> **Point labeling data**:
########################################

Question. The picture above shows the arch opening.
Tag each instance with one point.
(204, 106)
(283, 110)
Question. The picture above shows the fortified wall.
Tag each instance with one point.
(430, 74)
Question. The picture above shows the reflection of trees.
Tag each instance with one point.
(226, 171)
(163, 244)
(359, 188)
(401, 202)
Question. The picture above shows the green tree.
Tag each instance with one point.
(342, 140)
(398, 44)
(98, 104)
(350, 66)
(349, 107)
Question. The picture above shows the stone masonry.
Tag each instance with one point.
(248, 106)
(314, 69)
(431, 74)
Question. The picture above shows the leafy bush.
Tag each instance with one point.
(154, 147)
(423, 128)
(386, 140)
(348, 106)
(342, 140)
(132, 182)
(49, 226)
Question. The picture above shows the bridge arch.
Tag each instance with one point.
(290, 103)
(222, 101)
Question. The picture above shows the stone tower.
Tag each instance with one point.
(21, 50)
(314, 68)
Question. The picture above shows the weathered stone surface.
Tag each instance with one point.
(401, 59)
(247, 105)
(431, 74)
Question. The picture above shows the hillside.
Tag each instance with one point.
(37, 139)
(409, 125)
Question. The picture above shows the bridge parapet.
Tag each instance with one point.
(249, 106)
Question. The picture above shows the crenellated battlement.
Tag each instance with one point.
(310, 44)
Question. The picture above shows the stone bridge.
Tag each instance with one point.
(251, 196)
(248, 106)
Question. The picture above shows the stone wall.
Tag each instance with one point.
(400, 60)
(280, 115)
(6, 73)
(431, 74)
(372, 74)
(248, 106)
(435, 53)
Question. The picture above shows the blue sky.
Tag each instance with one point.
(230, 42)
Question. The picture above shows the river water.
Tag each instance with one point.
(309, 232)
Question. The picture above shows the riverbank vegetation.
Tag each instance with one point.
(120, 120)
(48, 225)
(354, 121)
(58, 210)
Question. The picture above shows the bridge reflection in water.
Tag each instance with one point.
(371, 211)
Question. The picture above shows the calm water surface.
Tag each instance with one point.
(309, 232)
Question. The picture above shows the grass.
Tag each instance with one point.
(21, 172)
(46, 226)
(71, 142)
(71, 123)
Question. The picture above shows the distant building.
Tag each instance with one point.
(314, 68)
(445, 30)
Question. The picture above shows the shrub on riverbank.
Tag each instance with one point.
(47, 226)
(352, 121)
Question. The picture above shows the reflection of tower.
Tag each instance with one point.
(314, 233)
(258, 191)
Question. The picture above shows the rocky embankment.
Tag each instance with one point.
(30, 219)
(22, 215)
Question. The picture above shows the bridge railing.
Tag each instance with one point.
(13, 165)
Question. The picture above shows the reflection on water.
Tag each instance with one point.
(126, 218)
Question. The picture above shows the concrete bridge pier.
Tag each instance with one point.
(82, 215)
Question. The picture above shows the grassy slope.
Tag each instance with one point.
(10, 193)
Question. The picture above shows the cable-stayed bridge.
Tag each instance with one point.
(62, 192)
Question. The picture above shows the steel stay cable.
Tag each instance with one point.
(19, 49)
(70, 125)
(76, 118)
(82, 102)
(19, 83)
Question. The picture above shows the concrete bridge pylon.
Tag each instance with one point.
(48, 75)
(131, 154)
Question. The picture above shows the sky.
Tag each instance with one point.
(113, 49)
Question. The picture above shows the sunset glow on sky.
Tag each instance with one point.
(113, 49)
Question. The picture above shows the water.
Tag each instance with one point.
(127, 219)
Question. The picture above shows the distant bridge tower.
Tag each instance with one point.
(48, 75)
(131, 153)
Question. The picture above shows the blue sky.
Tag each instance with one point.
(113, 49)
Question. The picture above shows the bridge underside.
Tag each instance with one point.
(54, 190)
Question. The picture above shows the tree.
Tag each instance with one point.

########################################

> **PROBLEM DESCRIPTION**: Write out all of the data above again, line for line, without changing anything.

> **TASK OUTPUT**:
Question. The picture above shows the arch opening.
Tag each instance with one point.
(204, 106)
(283, 110)
Question. The picture above shows the fortified wall.
Tag each instance with one point.
(430, 74)
Question. The picture above shows the reflection of trees.
Tag each instance with one point.
(226, 171)
(163, 244)
(359, 188)
(401, 202)
Question. The picture above shows the green tree.
Tag each instance with one point.
(342, 140)
(398, 44)
(98, 104)
(350, 66)
(349, 107)
Question. The picture above shows the stone masonry.
Tag each instance with one point.
(248, 106)
(314, 69)
(431, 74)
Question. The picture above shows the leafy bush.
Tag each instance with one point.
(154, 147)
(423, 128)
(386, 140)
(348, 106)
(342, 140)
(132, 182)
(49, 226)
Question. The picture above shows the bridge arch.
Tag each instance with one point.
(290, 103)
(222, 101)
Question. The picture above shows the stone tower.
Tag each instance with one point.
(21, 50)
(314, 68)
Question. The picture above shows the weathered stone surface.
Tag each instance with one point.
(401, 59)
(247, 105)
(431, 74)
Question. The picture above shows the hillside.
Tag each instance with one point.
(37, 139)
(409, 125)
Question. The picture above shows the bridge parapet.
Tag each instance with one point.
(249, 106)
Question. The picture above shows the crenellated battlement.
Tag each instance with one point.
(310, 44)
Question. The picture above shows the stone bridge.
Tag each instance with one point.
(251, 196)
(248, 106)
Question. The picture above shows the stone wall.
Tag each instance with one point.
(400, 60)
(280, 115)
(6, 73)
(431, 74)
(372, 74)
(248, 106)
(435, 53)
Question. The picture above shows the blue sky.
Tag each instance with one point.
(230, 42)
Question. The picture above shows the river water.
Tag each instance with one point.
(309, 232)
Question. The picture above shows the riverbank vegetation.
Tag each instance with one point.
(120, 120)
(48, 225)
(354, 121)
(58, 210)
Question. The picture above shows the bridge reflection in water.
Tag each instance with one point.
(371, 211)
Question. The picture above shows the calm water surface.
Tag each instance with one point.
(309, 232)
Question. The picture above shows the grass.
Tag each instance with one point.
(21, 172)
(46, 226)
(71, 142)
(71, 123)
Question. The picture above shows the distant building.
Tag each instance with one point.
(314, 68)
(445, 30)
Question. The picture above shows the shrub on riverbank.
Tag each instance with one point.
(47, 226)
(352, 121)
Question. The picture above shows the reflection of tower.
Tag each instance with one point.
(314, 233)
(258, 191)
Question. The picture above shows the rocky embankment.
Tag each instance with one point.
(30, 219)
(22, 215)
Question. The picture above shows the bridge railing.
Tag each instance with one point.
(13, 165)
Question. The picture above shows the reflection on water.
Tag each instance with one point.
(126, 218)
Question. The picture above shows the concrete bridge pier.
Tag each instance with one point.
(82, 215)
Question. The picture above shows the grassy slope.
Tag each instance with one point.
(10, 193)
Question. The picture above shows the cable-stayed bridge.
Tag each instance with one point.
(62, 192)
Question. The picture above shows the steel stay cable.
Tag each instance with one point.
(19, 49)
(70, 125)
(76, 118)
(82, 102)
(19, 83)
Question. The picture above shows the concrete bridge pylon.
Tag each instance with one point.
(48, 75)
(131, 154)
Question. The picture above shows the sky.
Tag each instance with one point.
(113, 49)
Question. The picture above shows the sunset glow on sky.
Tag each instance with one point.
(113, 49)
Question. The picture above shows the water.
Tag each instance with one point.
(127, 219)
Question. The picture above shows the distant bridge tower.
Tag each instance with one point.
(48, 75)
(131, 153)
Question. The picture above shows the blue sky.
Tag each instance with one point.
(113, 49)
Question. The picture above shows the bridge underside.
Tag each instance with one point.
(54, 190)
Question. The picture above shows the tree.
Tag each instance with one point.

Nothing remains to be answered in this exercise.